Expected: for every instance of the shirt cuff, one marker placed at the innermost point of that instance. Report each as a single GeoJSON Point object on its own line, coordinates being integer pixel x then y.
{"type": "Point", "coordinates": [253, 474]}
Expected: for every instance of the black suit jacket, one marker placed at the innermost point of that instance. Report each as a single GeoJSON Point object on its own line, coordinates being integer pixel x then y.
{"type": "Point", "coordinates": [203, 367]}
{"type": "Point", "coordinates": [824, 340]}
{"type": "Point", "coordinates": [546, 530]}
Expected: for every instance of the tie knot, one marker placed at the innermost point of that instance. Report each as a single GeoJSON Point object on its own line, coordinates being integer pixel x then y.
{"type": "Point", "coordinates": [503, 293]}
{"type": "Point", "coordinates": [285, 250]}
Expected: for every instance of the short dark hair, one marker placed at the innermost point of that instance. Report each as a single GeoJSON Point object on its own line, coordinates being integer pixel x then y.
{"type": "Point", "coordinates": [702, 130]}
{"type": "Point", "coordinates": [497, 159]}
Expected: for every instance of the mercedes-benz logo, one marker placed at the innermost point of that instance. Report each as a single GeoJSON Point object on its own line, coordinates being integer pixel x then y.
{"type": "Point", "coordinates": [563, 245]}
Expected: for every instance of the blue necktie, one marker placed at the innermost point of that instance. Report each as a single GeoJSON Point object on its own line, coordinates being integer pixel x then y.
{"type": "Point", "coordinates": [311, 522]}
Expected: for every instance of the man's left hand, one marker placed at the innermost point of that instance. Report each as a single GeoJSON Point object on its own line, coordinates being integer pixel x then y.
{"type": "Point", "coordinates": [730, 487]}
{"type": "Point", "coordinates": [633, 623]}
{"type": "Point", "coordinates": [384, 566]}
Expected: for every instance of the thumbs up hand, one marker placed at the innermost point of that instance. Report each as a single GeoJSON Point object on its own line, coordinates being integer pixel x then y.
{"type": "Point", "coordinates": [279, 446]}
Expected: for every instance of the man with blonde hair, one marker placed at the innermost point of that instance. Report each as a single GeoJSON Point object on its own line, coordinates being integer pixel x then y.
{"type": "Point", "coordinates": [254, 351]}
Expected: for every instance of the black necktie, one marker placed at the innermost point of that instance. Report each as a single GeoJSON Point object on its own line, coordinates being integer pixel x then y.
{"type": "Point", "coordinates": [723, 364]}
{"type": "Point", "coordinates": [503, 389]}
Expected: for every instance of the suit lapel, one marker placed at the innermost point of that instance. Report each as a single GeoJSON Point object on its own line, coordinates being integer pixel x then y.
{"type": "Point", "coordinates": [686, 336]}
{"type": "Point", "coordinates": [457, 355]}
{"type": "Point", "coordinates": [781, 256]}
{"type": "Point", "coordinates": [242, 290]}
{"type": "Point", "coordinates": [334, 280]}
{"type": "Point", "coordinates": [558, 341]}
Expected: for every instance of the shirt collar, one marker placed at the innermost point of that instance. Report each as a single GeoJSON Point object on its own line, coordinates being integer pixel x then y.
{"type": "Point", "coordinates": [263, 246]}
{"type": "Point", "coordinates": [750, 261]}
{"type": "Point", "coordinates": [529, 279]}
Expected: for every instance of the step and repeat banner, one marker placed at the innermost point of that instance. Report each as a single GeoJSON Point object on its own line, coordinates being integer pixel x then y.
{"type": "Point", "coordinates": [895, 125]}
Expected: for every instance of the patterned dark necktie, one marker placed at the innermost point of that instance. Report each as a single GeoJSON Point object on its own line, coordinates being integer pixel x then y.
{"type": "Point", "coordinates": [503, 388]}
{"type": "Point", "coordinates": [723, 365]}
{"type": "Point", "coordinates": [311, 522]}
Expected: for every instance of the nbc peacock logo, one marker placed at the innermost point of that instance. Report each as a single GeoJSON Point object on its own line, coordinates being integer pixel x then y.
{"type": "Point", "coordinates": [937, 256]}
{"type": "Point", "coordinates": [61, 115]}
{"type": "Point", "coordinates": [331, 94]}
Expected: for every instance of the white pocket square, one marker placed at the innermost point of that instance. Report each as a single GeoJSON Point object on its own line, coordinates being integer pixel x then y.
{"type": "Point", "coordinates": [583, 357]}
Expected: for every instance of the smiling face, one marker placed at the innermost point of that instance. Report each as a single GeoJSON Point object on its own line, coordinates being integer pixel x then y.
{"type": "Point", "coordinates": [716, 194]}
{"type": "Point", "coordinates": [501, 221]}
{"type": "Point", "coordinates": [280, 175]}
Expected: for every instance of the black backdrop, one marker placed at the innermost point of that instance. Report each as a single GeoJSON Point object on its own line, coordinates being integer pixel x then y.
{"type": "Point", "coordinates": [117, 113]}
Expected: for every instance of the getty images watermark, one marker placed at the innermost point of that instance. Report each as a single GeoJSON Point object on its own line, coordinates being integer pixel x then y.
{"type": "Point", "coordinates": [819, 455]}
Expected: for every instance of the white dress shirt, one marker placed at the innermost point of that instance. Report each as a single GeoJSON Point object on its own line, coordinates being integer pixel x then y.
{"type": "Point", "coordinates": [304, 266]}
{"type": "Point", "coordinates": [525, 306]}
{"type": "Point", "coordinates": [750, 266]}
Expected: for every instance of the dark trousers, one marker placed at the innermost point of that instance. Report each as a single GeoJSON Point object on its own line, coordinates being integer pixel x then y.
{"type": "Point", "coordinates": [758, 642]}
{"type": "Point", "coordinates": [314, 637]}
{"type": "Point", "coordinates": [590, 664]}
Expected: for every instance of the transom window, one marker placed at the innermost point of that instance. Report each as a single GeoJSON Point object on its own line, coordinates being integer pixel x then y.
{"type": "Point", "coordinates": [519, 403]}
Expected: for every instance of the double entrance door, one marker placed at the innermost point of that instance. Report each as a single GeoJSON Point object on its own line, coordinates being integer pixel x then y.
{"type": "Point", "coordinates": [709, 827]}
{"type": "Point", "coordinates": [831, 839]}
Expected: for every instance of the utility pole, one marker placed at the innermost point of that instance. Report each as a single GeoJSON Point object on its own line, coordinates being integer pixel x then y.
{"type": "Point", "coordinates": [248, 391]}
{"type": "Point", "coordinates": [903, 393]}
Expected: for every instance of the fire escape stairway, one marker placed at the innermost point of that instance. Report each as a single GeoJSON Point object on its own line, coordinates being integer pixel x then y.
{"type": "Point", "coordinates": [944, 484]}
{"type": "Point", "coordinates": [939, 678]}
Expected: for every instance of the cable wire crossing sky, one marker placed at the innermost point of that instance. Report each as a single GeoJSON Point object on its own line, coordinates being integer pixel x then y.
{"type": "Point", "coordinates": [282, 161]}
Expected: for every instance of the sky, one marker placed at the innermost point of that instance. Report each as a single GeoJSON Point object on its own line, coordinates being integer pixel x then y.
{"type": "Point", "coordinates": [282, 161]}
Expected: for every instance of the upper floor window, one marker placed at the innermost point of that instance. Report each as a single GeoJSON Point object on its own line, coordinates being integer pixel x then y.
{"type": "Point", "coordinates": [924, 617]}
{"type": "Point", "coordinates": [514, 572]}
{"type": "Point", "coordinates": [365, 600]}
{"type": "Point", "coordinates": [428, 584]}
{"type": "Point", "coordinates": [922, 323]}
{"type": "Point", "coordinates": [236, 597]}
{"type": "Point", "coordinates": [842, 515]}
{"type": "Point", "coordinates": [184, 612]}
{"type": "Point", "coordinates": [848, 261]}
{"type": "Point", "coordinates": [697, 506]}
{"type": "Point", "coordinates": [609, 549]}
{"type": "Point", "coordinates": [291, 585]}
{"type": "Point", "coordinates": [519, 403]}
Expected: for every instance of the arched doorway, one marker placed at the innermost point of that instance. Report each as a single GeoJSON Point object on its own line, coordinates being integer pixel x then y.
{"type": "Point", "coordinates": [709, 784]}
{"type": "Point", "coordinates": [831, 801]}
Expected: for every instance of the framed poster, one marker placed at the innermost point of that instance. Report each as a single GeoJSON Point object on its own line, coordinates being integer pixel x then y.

________________

* **Work instructions**
Exactly reproduce the lines from the one containing "Expected: for every instance of the sky, one" through the end of the records, and only those lines.

* **Finished answer**
Expected: for every instance of the sky, one marker placed at the innermost point of that instance. Report each as a single GeoJSON Point object on its own line, coordinates being integer pixel x then y.
{"type": "Point", "coordinates": [282, 161]}
Expected: for every instance of the upper floor window, one marker placed at the innermost point of that instance. Report each as a single GeoJSON Point object on its own line, coordinates being integer pixel x then y.
{"type": "Point", "coordinates": [924, 617]}
{"type": "Point", "coordinates": [514, 572]}
{"type": "Point", "coordinates": [365, 600]}
{"type": "Point", "coordinates": [428, 584]}
{"type": "Point", "coordinates": [922, 323]}
{"type": "Point", "coordinates": [236, 597]}
{"type": "Point", "coordinates": [842, 515]}
{"type": "Point", "coordinates": [184, 612]}
{"type": "Point", "coordinates": [848, 261]}
{"type": "Point", "coordinates": [697, 506]}
{"type": "Point", "coordinates": [609, 549]}
{"type": "Point", "coordinates": [291, 585]}
{"type": "Point", "coordinates": [519, 403]}
Expected: for every instance of the arched doorway, one marker placed at the innermost point of that instance. Report each as a single GeoJSON Point object on its own line, coordinates being integer pixel x then y.
{"type": "Point", "coordinates": [709, 784]}
{"type": "Point", "coordinates": [831, 801]}
Expected: for every instance of the framed poster, one marker placed at the innermost point of that instance. Report each as a single GeoJSON Point object on its own line, coordinates being integer pixel x then y.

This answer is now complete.